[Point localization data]
········

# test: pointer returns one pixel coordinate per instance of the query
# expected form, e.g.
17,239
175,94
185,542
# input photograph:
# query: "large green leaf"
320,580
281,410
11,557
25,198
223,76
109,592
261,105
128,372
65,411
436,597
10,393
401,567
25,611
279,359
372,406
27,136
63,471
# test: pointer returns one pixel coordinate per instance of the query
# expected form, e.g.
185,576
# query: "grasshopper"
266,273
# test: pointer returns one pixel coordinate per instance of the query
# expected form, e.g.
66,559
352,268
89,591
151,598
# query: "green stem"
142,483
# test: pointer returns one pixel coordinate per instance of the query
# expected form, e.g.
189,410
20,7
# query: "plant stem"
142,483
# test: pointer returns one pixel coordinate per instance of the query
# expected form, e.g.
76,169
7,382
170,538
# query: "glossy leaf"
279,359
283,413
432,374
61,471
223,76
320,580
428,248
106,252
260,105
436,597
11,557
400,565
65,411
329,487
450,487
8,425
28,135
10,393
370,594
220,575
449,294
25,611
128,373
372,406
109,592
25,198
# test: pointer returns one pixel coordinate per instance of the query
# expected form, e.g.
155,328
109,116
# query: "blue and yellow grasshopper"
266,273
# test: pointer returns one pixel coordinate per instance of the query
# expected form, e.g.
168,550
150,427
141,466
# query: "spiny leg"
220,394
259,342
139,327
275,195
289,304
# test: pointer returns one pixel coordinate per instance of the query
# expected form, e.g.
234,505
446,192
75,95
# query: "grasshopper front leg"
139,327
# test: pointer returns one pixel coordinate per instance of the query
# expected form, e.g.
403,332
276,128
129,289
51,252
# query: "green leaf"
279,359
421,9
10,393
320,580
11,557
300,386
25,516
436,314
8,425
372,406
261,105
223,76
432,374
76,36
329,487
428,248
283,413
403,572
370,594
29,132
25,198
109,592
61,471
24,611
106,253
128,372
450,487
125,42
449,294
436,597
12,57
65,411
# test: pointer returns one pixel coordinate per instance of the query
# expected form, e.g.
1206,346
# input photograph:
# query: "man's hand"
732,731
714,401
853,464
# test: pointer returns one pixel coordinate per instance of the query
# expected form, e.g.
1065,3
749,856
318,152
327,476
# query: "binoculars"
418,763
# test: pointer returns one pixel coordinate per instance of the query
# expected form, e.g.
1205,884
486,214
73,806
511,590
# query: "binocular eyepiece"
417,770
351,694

········

■ **AIM OF THE TASK**: The records above are to be duplicated exactly, every one of them.

■ **ANSWER TO THIS PROBLEM**:
# test: pointer returns one pixel coordinate per instance of the query
# expected form, e.g.
17,239
175,94
185,542
# input photograph:
# query: "large green leaf"
320,580
281,410
11,557
25,198
223,76
109,592
261,105
128,372
65,411
436,597
10,393
401,567
25,611
279,359
372,406
27,136
63,471
# test: pointer returns one pixel coordinate per instance of the query
# expected form, e.g.
185,576
# query: "grasshopper"
266,273
# test: pointer returns one pixel coordinate per instance of the query
# expected form, e.g.
66,559
352,268
89,591
151,598
# query: "green stem"
142,483
# test: pointer returns one pixel coordinate per instance of the query
# expected form, e.g.
189,410
20,7
# query: "plant stem"
142,483
# test: pointer returns one pixel coordinate per instance of the query
# expected form, e.g.
76,169
7,382
170,538
# query: "glossy leaf"
279,359
283,413
432,374
61,471
223,76
320,580
428,248
106,252
260,105
436,597
11,557
400,565
65,411
329,487
450,487
8,425
28,135
10,393
370,594
220,575
449,294
25,611
128,373
372,406
109,592
25,198
# test: pointer returns one pixel coordinate per instance of the query
# expected form, e.g.
155,328
109,116
# query: "blue and yellow grasshopper"
266,273
# test: pointer returns one pixel coordinate per instance of the query
# expected form, e.g.
168,550
150,427
141,466
# query: "spiny leg"
220,394
259,342
139,327
275,195
289,304
# test: pointer returns one pixel coordinate per instance of the query
# expected form, e.g.
234,505
446,192
75,95
# query: "grasshopper front leg"
139,327
# test: pointer returns one pixel coordinate per instance of the query
# expected form, e.g.
403,332
276,128
129,289
51,252
# query: "green leaf"
279,359
421,9
10,393
320,580
11,557
300,386
25,516
436,314
8,425
372,406
261,105
223,76
432,374
76,36
329,487
428,248
283,413
403,572
370,594
29,132
25,198
109,592
61,471
24,611
106,253
128,372
450,487
125,42
449,294
436,597
12,57
65,411
# test: pointer returns one pixel coordinate per instance of the query
# expected form, e.g.
1206,346
# input photograph:
# query: "man's hand"
732,731
714,401
853,464
# test: pointer returns one pixel coordinate per instance of the query
# expected form, e.g.
1065,3
749,856
318,152
327,476
# query: "binoculars"
418,763
# test: pointer returns one pixel coordinate per instance of the query
# expected form, e.g.
1205,884
486,214
73,806
511,590
# query: "binocular eyepiece"
417,770
351,694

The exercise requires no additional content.